Recorded data: Begin

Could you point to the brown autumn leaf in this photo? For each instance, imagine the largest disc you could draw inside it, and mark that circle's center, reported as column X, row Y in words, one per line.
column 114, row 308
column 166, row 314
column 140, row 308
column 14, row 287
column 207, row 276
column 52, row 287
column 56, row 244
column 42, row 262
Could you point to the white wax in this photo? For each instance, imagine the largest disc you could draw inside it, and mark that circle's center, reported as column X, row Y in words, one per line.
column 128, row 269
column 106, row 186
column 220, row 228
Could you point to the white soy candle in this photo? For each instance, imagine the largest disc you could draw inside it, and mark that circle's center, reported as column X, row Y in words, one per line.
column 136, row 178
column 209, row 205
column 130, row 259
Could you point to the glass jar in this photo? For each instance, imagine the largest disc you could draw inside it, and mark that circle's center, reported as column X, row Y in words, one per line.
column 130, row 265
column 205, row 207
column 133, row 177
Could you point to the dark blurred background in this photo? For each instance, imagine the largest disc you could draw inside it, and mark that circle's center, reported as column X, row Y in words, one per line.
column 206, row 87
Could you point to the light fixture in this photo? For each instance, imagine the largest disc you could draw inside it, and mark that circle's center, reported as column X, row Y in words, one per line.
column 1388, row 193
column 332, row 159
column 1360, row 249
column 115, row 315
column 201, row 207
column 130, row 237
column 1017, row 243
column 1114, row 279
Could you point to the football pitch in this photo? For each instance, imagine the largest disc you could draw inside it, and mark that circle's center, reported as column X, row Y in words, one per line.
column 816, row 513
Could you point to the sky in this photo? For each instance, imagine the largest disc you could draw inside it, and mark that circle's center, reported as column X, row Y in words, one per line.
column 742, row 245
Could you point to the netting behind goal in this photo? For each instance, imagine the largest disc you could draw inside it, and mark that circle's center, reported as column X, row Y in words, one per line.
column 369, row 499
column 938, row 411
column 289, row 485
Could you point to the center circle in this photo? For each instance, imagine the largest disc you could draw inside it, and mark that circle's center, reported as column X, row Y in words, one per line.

Recorded data: End

_How to complete this task_
Write the entries out again exactly.

_Response box_
Could you point to the brown autumn leaf in this photo? For each instance, imagine the largest disc you could draw inside it, and mark that circle's center, reported as column X, row Y in words, one per line.
column 114, row 308
column 166, row 314
column 140, row 308
column 14, row 287
column 207, row 276
column 52, row 287
column 56, row 244
column 42, row 262
Could you point to the white wax in this photo? For each instance, imagine the largest disc you could draw inside it, and mark that circle's center, reported as column X, row Y in words, one per line.
column 128, row 269
column 106, row 186
column 220, row 228
Could you point to the white soy candle in this photo? For each instance, imagine the largest disc you could draw inside it, and mark that circle's center, reported as column X, row Y in words, one per line.
column 136, row 178
column 209, row 205
column 130, row 259
Could you point to the glass jar in this photo? For each instance, imagine the largest disc you could draw inside it, and mark that circle's center, reported as column X, row Y in words, one per line.
column 130, row 265
column 205, row 207
column 133, row 177
Could you point to the dark blurred background in this photo? For each instance, imagine the largest disc you could draw inside it, and mark that circle's center, reported as column X, row Y in words, one per line.
column 206, row 87
Could you point to the light fixture in this photo? For each instance, imagine the largest disc you could draw inside it, and mark that circle's center, reported as column X, row Y in words, one per line.
column 1388, row 193
column 332, row 159
column 1360, row 249
column 115, row 315
column 201, row 207
column 130, row 237
column 1017, row 243
column 1114, row 279
Could you point to the football pitch in this photo? For each instance, imagine the largest disc you could draw inside it, and mark that circle's center, reported as column X, row Y in words, one per line.
column 816, row 513
Could you point to the sky in this photo? For each instance, imagine the largest disc you could draw inside it, and mark that circle's center, reported as column X, row Y in words, one per line.
column 742, row 245
Could you point to the netting behind goal in this photo? For each instance, imagine the largest disc you could draw inside it, and mark that circle's center, reported as column X, row Y in words, one per line.
column 369, row 499
column 938, row 411
column 289, row 485
Could you point to the center circle in this photo? For each instance, imagine the largest disc you could draw inside it, and mark that circle's center, reported as column X, row Y in words, one per line.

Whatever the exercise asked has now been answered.